→ **Task objective**
Search the material for the string "rock" and copy each line where it occurs.

→ **Information given**
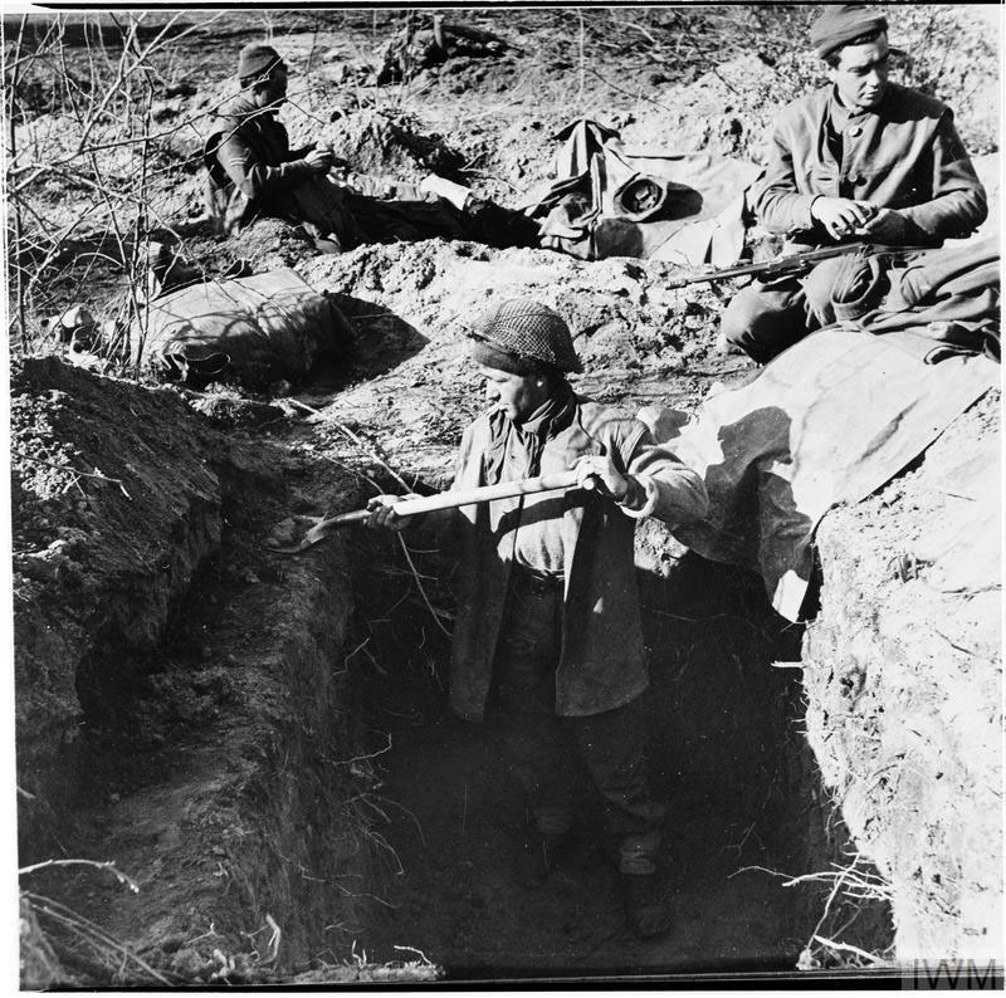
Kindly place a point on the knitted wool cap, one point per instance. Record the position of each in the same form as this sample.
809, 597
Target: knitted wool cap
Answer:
257, 59
841, 22
528, 330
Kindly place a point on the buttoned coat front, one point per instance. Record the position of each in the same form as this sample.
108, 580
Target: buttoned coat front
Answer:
603, 660
904, 155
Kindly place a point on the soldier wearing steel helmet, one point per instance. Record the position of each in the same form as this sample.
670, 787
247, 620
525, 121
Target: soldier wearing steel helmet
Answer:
547, 642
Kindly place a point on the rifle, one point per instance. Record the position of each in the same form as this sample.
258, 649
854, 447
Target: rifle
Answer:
781, 266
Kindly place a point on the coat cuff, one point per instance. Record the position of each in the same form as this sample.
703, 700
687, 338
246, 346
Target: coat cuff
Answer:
641, 499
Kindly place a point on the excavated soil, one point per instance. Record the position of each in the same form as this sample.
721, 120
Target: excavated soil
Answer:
261, 741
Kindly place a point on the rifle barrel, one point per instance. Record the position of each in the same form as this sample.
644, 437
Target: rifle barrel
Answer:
792, 264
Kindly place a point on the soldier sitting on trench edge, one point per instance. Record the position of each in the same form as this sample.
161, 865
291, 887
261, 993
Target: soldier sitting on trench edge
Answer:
253, 173
862, 159
547, 642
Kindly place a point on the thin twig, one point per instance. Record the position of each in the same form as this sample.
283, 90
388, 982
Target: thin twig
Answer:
418, 585
109, 865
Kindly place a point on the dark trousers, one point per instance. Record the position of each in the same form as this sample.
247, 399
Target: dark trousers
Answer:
767, 317
541, 751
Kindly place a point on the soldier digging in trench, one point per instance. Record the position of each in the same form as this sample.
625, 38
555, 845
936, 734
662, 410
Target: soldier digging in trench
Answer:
547, 642
860, 159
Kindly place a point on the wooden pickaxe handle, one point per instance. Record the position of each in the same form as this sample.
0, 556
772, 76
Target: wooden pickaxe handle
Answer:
428, 504
463, 497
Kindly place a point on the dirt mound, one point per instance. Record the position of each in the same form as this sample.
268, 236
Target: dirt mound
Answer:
411, 303
903, 677
385, 142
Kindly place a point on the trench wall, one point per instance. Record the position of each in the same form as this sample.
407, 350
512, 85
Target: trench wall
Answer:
902, 674
184, 704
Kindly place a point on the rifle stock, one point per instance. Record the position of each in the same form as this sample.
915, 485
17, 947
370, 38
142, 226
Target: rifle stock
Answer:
796, 263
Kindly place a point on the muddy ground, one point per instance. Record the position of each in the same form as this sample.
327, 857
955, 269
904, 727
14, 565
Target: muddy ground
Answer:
261, 742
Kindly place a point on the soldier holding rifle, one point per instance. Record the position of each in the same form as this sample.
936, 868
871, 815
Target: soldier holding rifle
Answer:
860, 159
547, 642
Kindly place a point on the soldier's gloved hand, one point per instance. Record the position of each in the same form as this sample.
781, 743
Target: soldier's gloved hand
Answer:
320, 160
841, 216
885, 226
597, 472
383, 516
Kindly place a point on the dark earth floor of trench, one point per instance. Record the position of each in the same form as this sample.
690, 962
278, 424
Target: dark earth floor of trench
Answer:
719, 733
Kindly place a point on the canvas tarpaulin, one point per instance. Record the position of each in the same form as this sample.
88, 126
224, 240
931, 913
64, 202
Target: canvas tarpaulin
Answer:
828, 422
608, 200
256, 329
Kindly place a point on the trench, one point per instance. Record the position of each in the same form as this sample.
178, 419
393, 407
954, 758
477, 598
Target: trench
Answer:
287, 760
725, 756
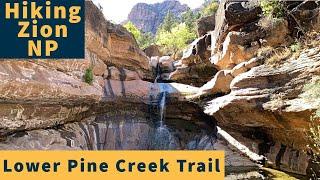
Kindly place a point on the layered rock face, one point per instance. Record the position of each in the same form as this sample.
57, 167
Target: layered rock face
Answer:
148, 17
40, 94
264, 105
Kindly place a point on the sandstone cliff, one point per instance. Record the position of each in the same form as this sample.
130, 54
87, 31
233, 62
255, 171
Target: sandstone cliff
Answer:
253, 85
148, 17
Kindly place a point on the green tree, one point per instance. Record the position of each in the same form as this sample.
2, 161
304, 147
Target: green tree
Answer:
143, 39
133, 29
190, 19
273, 8
210, 7
174, 41
146, 40
169, 22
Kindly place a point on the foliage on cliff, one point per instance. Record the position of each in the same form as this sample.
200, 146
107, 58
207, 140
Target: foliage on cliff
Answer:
174, 41
143, 39
210, 7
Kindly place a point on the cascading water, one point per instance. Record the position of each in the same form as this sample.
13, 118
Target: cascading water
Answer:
163, 138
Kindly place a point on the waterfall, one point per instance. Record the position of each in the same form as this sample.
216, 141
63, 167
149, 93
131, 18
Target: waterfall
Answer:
162, 107
162, 137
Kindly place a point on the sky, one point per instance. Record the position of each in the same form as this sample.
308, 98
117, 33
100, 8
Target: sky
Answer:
118, 10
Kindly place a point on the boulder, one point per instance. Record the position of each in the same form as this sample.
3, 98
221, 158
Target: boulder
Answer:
166, 64
238, 13
219, 84
273, 105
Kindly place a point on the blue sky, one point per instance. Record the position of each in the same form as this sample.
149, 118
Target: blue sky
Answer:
118, 10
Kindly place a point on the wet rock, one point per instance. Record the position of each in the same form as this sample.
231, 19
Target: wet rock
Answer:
219, 84
166, 64
274, 101
56, 89
120, 74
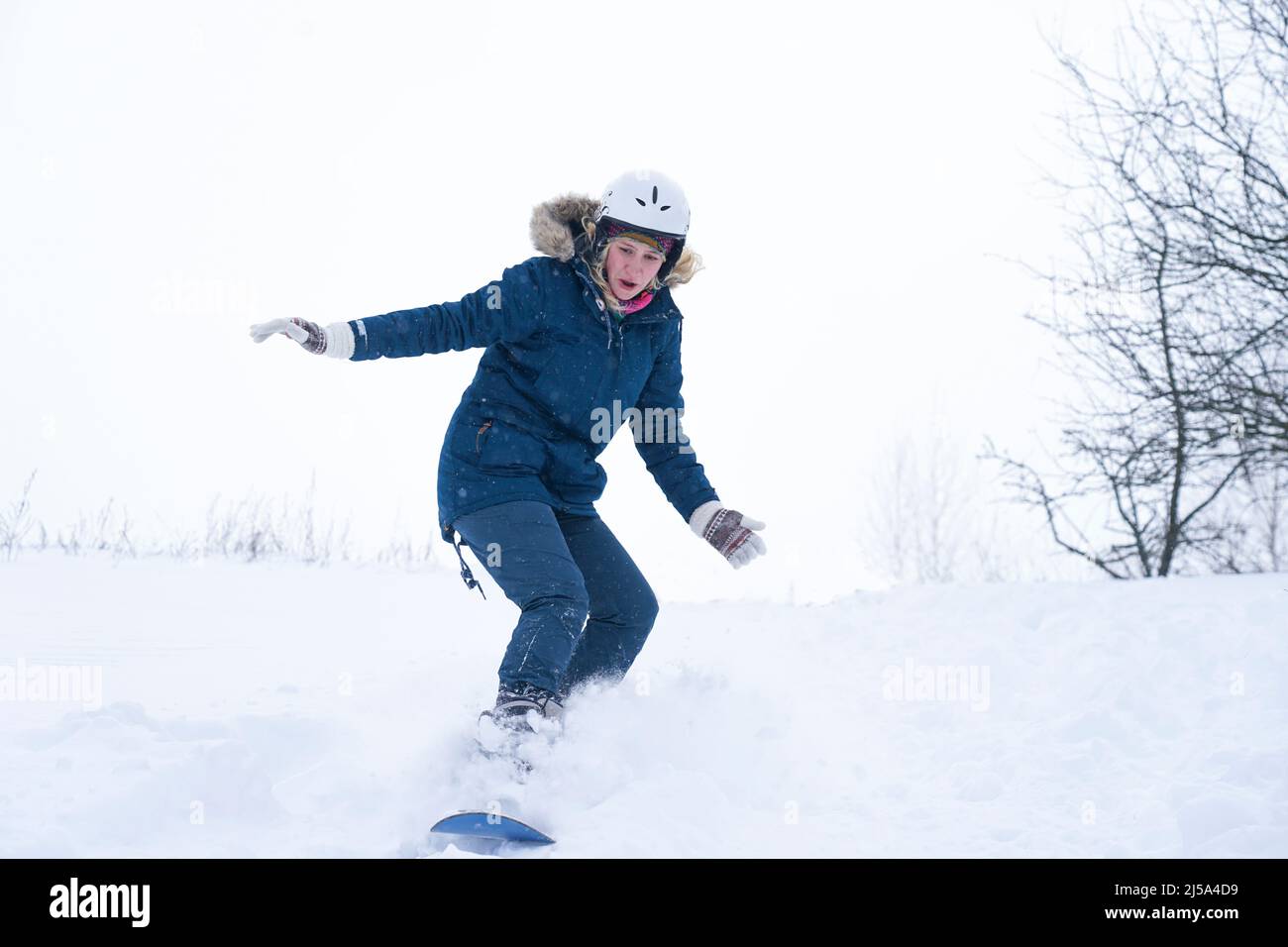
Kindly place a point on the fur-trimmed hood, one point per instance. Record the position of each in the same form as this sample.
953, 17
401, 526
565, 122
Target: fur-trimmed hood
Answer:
557, 223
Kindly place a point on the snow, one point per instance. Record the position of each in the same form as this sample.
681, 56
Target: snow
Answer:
275, 709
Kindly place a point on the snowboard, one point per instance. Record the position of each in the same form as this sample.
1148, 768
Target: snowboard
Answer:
488, 825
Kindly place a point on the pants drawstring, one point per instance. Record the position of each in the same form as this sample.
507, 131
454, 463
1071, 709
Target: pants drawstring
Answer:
467, 577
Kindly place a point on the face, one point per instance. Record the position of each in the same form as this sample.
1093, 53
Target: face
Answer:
630, 266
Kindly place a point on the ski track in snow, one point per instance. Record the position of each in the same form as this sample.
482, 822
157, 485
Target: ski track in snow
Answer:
284, 710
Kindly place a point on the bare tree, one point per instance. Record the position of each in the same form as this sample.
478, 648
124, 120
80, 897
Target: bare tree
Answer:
1175, 326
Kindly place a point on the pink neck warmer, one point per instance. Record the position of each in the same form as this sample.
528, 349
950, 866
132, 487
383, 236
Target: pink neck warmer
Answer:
636, 303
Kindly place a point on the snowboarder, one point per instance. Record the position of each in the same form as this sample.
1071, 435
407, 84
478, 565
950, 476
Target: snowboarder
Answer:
576, 339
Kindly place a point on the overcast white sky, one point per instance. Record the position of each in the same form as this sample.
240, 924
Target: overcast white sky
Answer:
171, 172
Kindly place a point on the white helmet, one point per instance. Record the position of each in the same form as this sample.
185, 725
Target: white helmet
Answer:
649, 200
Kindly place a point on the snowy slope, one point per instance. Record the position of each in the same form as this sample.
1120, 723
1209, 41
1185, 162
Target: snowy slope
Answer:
283, 710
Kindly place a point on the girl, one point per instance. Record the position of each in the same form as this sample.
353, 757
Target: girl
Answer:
578, 341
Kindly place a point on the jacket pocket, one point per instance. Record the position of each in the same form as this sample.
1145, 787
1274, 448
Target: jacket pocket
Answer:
502, 449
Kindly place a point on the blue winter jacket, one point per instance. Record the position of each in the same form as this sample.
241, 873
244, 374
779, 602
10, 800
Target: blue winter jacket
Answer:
557, 379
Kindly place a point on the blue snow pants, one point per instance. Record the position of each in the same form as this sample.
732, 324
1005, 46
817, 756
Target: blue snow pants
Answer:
585, 607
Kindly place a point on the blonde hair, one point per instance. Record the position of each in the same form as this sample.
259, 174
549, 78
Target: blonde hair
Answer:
684, 269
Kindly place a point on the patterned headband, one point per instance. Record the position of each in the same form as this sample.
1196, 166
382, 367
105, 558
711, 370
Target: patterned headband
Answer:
661, 244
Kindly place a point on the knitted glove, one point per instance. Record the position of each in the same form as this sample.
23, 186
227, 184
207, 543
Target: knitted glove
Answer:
729, 532
335, 341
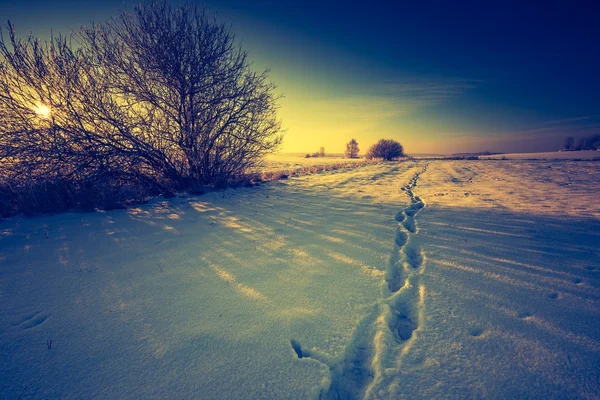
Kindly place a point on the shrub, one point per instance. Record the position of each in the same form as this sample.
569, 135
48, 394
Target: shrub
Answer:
352, 149
386, 149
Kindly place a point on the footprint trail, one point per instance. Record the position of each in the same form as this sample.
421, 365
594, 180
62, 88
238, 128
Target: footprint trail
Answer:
381, 338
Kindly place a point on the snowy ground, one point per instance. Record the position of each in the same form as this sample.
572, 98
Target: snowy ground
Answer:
293, 161
556, 155
446, 279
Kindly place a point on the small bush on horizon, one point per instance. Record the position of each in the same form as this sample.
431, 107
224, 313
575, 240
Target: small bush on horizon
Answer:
386, 149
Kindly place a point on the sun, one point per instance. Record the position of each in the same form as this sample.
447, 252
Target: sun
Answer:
42, 110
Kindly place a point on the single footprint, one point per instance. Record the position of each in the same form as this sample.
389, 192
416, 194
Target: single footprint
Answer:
405, 327
400, 216
401, 238
525, 315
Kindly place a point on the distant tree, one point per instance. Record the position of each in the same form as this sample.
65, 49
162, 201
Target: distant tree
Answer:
569, 143
352, 149
386, 149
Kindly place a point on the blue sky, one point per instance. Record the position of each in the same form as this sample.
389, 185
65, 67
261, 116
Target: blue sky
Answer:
439, 77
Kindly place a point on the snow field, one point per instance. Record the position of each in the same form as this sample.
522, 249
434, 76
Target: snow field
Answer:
446, 279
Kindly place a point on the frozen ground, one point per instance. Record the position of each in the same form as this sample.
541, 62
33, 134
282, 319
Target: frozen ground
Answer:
556, 155
447, 279
293, 161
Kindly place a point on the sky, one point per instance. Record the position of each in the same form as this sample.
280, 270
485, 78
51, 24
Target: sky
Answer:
439, 77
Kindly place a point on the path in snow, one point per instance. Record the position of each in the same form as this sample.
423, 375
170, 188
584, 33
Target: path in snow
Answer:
336, 285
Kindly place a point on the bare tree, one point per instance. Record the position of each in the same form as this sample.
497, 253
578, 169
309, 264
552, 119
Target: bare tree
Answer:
161, 96
352, 149
386, 149
194, 88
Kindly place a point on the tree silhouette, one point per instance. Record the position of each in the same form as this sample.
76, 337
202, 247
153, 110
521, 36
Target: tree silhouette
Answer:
386, 149
352, 149
160, 95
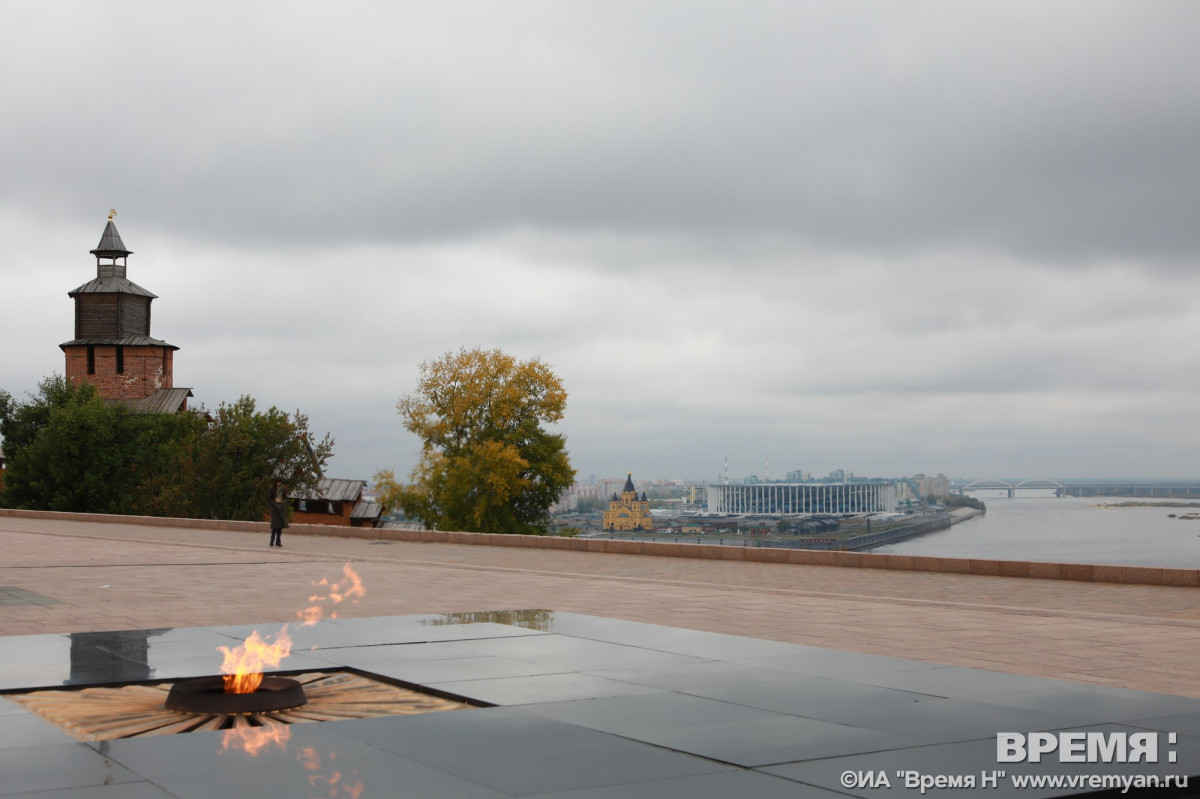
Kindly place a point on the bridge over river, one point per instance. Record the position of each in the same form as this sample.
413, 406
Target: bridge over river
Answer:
1163, 488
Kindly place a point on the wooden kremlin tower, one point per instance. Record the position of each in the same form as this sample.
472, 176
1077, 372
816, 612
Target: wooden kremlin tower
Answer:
112, 347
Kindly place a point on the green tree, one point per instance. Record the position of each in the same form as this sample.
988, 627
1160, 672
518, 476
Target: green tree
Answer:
225, 468
487, 466
69, 450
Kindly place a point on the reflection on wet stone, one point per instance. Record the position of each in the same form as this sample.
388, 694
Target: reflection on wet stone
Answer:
117, 656
529, 619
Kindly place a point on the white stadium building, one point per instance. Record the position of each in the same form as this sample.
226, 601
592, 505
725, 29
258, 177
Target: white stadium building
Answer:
789, 498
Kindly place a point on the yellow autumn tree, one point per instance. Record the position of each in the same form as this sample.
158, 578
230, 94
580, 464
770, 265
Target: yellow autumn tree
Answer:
487, 464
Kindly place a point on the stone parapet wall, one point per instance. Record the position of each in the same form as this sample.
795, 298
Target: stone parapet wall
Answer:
1030, 569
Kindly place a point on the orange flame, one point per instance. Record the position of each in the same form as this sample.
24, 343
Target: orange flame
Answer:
255, 739
244, 665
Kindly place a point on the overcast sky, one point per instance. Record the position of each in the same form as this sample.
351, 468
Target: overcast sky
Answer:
882, 236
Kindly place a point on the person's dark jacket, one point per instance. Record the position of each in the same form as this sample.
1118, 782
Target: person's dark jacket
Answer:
279, 514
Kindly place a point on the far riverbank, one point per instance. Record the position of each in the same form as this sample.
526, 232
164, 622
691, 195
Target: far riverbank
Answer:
1066, 529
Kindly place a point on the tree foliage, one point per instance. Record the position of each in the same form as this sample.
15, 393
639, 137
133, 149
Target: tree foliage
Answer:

→ **Solution for this exercise**
Kindly place a point on the layered rock face, one point per instance. Record the position of each in the same form as this sample.
Target: layered rock face
Kindly place a point on the wet rock, one point per instance. Record the position of each in the same form as this sample.
Target: wet rock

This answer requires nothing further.